TEXT SECTION:
════════
Question

Q2. Find the equation of the line passing through the point of intersection of the lines 4x + 7y - 3 = 0 and 2x - 3y + 1 = 0 that has equal intercepts on the axes.​

Answer 1

$\large\underline{\sf{Solution-}}$

Given that line passes through the the point of intersection of the lines 4x + 7y - 3 = 0 and 2x - 3y + 1 = 0.

The required equation of line is given by

$\rm :\longmapsto\:4x + 7y - 3 + k(2x - 3y + 1) = 0$

$\rm :\longmapsto\:4x + 7y - 3 + 2kx - 3ky + k = 0$

$\rm :\longmapsto\:(4 + 2k)x + (7 - 3k)y + k - 3 = 0$

$\rm :\longmapsto\:(4 + 2k)x + (7 - 3k)y = 3 - k - - (1)$

Now, we reduce this equation to intercept form

Divide both sides by 3 - k, we get

$\rm :\longmapsto\:\dfrac{4 + 2k}{3 - k} \: x + \dfrac{7 - 3k}{3 - k} \: y = 1$

$\rm :\longmapsto\:\dfrac{x}{ \: \: \: \dfrac{3 - k}{4 + 2k} \: \: \: } + \dfrac{y}{ \: \: \: \dfrac{3 - k}{7 - 3k} \: \: \: } = 1$

which is the required intercept form of the line.

Now,

Intercept made by the line is given by

$\rm :\longmapsto\:Intercept_{(x - axis)} = \dfrac{3 - k}{4 + 2k}$

and

$\rm :\longmapsto\:Intercept_{(y - axis)} = \dfrac{3 - k}{7 - 3k}$

According to statement,

$\rm :\longmapsto\:Intercept_{(x - axis)} = Intercept_{(y - axis)}$

$\rm :\longmapsto\:\dfrac{3 - k}{4 + 2k} = \dfrac{3 - k}{7 - 3k}$

$\rm :\longmapsto\:\dfrac{1}{4 + 2k} = \dfrac{1}{7 - 3k}$

$\rm :\longmapsto\:4 + 2k = 7 - 3k$

$\rm :\longmapsto\: 2k + 3k = 7 - 4$

$\rm :\longmapsto\: 5k = 3$

$\rm :\longmapsto\:k = \dfrac{3}{5}$

On substituting the value of k, in equation (1), we get

$\rm :\longmapsto\:(4 + 2 \times \dfrac{3}{5} )x + (7 - 3 \times \dfrac{3}{5} )y = 3 - \dfrac{3}{5}$

$\rm :\longmapsto\:(4 + \dfrac{6}{5} )x + (7 - \dfrac{9}{5} )y = \dfrac{15 - 3}{5}$

$\rm :\longmapsto\:( \dfrac{20 + 6}{5} )x + ( \dfrac{35 - 9}{5} )y = \dfrac{15 - 3}{5}$

$\rm :\longmapsto\:26x + 26y = 12$

$\bf :\longmapsto\:13x + 13y = 6$

Additional Information

Different forms of equations of a straight line

1. Equations of horizontal and vertical lines

Equation of the lines which are horizontal or parallel to the X-axis is y = a, where a is the y – coordinate of the points on the line.
════════
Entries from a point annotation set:
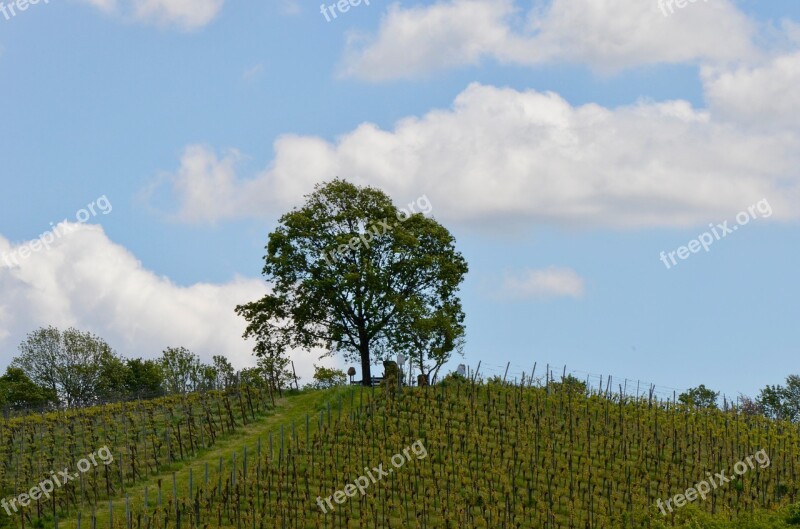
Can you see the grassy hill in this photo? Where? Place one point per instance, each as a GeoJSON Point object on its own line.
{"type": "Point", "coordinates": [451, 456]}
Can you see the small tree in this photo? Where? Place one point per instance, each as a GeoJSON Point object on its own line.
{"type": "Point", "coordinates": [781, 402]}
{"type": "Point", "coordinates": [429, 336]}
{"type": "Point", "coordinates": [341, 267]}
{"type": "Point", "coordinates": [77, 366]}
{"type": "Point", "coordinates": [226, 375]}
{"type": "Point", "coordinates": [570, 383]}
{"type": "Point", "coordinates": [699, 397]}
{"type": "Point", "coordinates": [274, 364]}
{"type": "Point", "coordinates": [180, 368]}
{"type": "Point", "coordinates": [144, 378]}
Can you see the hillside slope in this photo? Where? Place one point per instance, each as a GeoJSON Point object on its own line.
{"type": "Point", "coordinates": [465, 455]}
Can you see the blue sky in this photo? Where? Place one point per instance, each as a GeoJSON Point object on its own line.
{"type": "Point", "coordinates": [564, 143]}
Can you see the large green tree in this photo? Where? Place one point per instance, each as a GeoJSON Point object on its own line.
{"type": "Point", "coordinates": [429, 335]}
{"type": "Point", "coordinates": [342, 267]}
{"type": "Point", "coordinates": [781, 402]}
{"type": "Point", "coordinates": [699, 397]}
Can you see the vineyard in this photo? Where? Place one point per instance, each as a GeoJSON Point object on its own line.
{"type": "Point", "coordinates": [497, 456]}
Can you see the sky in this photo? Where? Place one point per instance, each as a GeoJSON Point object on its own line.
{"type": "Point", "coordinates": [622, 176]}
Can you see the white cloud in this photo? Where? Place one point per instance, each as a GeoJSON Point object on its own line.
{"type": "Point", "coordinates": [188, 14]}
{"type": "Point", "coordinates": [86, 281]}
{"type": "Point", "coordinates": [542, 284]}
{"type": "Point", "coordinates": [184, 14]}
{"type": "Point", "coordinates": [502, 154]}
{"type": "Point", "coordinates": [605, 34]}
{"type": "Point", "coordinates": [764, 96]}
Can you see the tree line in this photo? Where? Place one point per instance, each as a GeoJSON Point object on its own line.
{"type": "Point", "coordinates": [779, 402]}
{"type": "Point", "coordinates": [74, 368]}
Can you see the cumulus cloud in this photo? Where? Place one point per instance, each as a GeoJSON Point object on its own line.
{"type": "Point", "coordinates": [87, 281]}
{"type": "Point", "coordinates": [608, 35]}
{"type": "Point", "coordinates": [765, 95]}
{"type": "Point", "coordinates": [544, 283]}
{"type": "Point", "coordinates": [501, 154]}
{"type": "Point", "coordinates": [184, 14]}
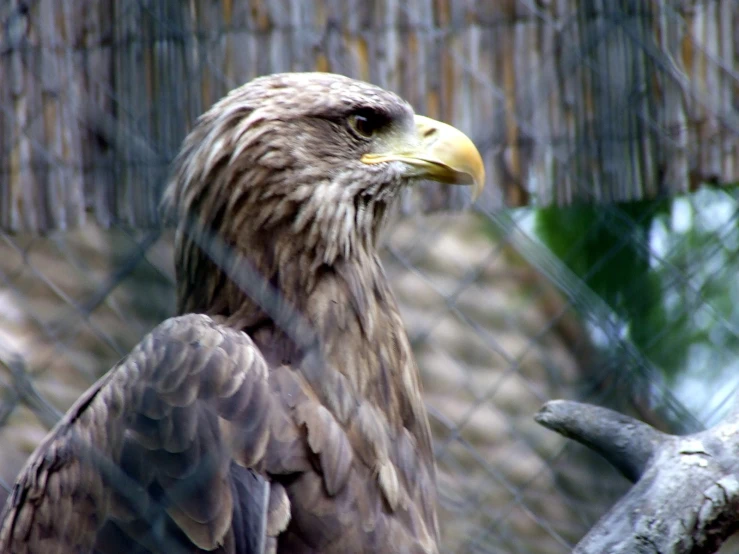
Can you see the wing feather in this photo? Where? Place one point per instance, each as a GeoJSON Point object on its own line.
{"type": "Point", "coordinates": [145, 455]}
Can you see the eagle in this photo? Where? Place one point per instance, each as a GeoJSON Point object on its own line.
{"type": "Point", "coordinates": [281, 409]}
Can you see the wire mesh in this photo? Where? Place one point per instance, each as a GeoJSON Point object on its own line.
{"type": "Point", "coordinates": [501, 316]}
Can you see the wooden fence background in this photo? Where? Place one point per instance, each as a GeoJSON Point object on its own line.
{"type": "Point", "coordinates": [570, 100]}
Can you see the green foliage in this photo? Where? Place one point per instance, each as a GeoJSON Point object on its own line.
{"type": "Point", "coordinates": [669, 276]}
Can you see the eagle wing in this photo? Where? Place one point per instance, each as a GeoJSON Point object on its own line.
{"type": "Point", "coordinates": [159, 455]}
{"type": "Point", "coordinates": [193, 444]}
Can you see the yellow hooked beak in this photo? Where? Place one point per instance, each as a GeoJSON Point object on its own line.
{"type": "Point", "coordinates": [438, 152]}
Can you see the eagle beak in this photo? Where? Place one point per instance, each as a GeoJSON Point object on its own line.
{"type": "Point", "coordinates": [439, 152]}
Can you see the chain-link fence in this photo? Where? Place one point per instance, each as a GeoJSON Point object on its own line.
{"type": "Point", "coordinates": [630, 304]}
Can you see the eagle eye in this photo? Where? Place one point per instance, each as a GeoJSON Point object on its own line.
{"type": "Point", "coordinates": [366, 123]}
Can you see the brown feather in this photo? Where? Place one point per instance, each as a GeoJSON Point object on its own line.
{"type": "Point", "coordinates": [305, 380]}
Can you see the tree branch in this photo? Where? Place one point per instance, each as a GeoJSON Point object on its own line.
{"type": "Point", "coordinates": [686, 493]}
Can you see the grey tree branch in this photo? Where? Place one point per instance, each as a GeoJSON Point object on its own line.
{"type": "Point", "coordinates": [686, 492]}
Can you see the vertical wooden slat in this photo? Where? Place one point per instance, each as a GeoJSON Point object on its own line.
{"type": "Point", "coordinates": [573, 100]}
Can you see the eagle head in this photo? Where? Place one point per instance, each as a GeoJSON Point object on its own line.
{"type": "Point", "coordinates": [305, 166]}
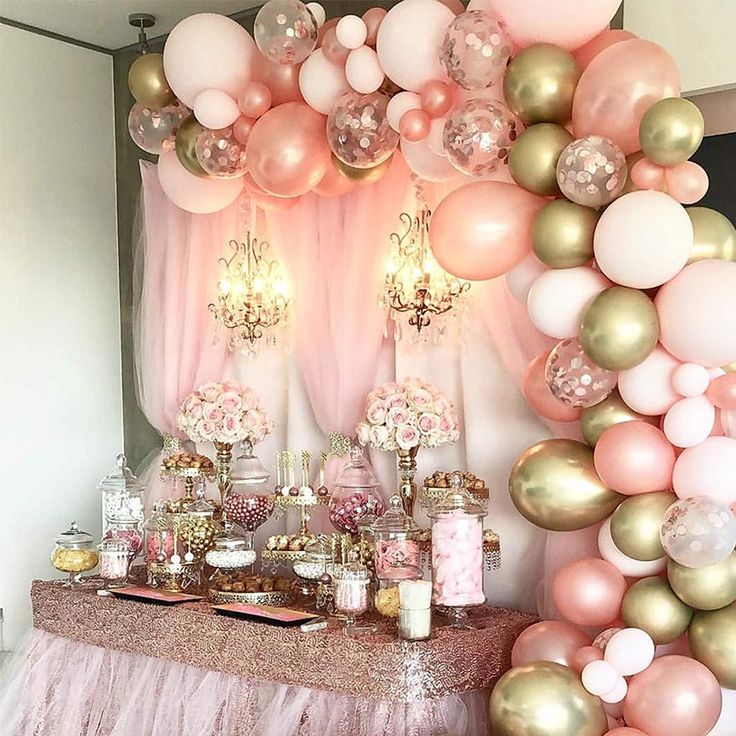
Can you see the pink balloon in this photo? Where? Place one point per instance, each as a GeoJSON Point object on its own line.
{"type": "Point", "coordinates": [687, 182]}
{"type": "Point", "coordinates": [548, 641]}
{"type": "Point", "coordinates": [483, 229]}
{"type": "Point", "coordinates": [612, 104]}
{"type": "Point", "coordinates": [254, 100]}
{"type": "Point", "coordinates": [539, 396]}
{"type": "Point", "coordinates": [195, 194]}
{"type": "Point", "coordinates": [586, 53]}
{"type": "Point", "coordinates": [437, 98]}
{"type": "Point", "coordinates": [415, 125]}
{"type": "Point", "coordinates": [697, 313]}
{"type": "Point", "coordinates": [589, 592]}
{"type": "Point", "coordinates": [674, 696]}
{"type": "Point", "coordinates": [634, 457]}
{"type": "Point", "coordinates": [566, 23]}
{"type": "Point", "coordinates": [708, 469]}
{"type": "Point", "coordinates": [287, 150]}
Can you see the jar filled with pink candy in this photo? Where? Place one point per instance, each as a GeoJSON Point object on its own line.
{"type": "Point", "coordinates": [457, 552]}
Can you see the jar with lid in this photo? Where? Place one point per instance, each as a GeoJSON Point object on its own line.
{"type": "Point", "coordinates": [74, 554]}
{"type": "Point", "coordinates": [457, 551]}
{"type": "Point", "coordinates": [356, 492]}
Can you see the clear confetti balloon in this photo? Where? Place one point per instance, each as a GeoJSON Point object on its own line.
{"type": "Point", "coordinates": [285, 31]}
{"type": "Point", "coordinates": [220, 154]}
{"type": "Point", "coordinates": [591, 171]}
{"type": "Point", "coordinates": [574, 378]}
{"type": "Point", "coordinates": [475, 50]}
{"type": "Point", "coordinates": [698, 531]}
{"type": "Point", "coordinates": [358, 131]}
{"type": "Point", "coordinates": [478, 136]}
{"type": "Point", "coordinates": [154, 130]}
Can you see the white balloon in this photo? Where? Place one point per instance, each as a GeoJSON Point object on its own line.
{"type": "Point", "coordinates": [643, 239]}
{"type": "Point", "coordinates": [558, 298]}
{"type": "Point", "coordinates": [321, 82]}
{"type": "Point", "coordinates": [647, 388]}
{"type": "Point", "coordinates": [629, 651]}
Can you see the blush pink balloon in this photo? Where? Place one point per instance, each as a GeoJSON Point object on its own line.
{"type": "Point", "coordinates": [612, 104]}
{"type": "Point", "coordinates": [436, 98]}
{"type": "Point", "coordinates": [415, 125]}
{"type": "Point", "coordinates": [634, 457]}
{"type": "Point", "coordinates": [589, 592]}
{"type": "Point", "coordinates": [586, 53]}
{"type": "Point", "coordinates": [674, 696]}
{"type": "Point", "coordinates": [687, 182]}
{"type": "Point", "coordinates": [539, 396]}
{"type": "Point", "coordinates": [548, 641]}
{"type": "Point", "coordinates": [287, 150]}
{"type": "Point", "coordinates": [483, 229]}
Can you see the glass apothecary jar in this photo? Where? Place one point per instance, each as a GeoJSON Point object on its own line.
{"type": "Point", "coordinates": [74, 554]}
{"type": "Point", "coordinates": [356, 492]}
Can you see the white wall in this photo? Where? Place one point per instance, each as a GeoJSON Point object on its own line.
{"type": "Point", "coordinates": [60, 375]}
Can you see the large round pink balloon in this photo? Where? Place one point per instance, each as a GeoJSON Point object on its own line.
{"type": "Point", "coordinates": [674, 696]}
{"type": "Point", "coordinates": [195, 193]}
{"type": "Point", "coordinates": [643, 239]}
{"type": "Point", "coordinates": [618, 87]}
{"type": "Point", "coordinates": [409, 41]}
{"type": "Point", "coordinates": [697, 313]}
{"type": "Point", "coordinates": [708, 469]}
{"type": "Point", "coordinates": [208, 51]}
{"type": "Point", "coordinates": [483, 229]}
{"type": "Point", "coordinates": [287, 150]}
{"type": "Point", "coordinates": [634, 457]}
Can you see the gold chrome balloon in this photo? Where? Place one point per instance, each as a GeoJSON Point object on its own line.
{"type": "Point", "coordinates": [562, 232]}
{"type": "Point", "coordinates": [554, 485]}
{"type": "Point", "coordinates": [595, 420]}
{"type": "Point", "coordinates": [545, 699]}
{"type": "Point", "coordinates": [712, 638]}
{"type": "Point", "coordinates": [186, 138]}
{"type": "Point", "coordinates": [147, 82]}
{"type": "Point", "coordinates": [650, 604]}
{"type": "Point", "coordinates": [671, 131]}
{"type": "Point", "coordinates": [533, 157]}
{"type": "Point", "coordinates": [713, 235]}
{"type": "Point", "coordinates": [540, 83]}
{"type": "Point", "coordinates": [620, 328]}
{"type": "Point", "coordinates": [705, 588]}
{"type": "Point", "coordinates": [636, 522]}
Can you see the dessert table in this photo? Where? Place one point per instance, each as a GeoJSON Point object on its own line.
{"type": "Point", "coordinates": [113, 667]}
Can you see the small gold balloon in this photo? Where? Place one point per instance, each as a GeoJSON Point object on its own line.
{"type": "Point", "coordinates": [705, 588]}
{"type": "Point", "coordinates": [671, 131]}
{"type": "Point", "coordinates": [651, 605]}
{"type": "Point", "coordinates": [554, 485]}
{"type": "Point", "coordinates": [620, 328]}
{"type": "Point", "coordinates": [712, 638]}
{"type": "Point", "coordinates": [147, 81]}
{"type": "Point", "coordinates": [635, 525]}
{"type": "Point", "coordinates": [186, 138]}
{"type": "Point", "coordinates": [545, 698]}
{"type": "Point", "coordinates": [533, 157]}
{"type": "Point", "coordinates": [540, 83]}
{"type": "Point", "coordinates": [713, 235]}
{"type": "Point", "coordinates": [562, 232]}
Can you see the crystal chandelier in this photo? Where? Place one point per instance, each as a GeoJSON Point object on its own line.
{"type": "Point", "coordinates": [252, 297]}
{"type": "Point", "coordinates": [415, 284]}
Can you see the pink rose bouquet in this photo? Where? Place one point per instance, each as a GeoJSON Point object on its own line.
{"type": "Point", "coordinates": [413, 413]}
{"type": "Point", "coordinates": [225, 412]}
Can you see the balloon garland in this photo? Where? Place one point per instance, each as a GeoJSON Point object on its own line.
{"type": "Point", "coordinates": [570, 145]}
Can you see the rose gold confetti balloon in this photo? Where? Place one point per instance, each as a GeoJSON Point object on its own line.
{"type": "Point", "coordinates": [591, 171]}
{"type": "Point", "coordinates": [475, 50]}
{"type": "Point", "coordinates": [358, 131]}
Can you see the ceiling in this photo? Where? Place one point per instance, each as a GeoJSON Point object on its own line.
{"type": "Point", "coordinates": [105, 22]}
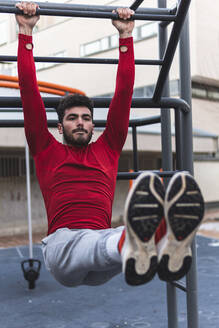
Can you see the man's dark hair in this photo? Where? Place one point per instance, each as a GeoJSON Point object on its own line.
════════
CHALLENGES:
- 1) Pick out each line of the listing that contains the word "wooden", matching case exactly.
- 2) Resume the worked solution about the line through the intersection point from the point where it stops.

ANSWER LIST:
- 1)
Can you see the wooden fence background in this photo? Where? Place one point per instance, each as a GeoJSON Point object on its own line.
Can you see the vertical wooden slat in this photo? Where? Place one point per instance, each as a GeoJSON Point object on its own line.

- 2)
Similarly, equation of a straight line which is vertical or parallel to Y-axis is x = a, where a is the x-coordinate of the points on the line

2. Point-slope form equation of line

Consider a non-vertical line L whose slope is m, A(x,y) be an arbitrary point on the line and P(a, b) be the fixed point on the same line. Equation of line is given by

y - b = m(x - a)

3. Slope-intercept form equation of line

Consider a line whose slope is m which cuts the Y-axis at a distance ‘a’ from the origin. Then the distance a is called the y– intercept of the line. The point at which the line cuts y-axis will be (0,a). Then equation of line is given by

y = mx + a.

4. Intercept Form of Line

Consider a line L having x– intercept a and y– intercept b, then the line passes through  X– axis at (a,0) and Y– axis at (0,b). Equation of line is given by x/a + y/b = 1.

5. Normal form of Line

Consider a perpendicular from the origin having length p to line L and it makes an angle β with the positive X-axis.

Then, equation of line is given by x cosβ + y sinβ = p.

Answer 2

How do you find the equation of the line passing through the point of intersection of the lines 4x +7y -3 = 0 and 2x -3y +1 = 0 that has equal intercepts on the axes?

Solving these two lines for x and y

Multiplying EQ of 2nd line by 2 then subtracting from 1st line

4x+7y-3–4x+6y-2=0

13y=5

y=5/13

Putting the value of y in 2nd equation

2x-15/13+1=0

2x=15/13–1=2/13

x=1/13,so third line passes through (1/13,5/13)

If the required line makes equal intercept on the axis then slope will be either 1 or —1

Eq of required line y-5/13=1(x-1/13)I.e.13x-13y+4=0

And y-5/13=—1(x-1/13)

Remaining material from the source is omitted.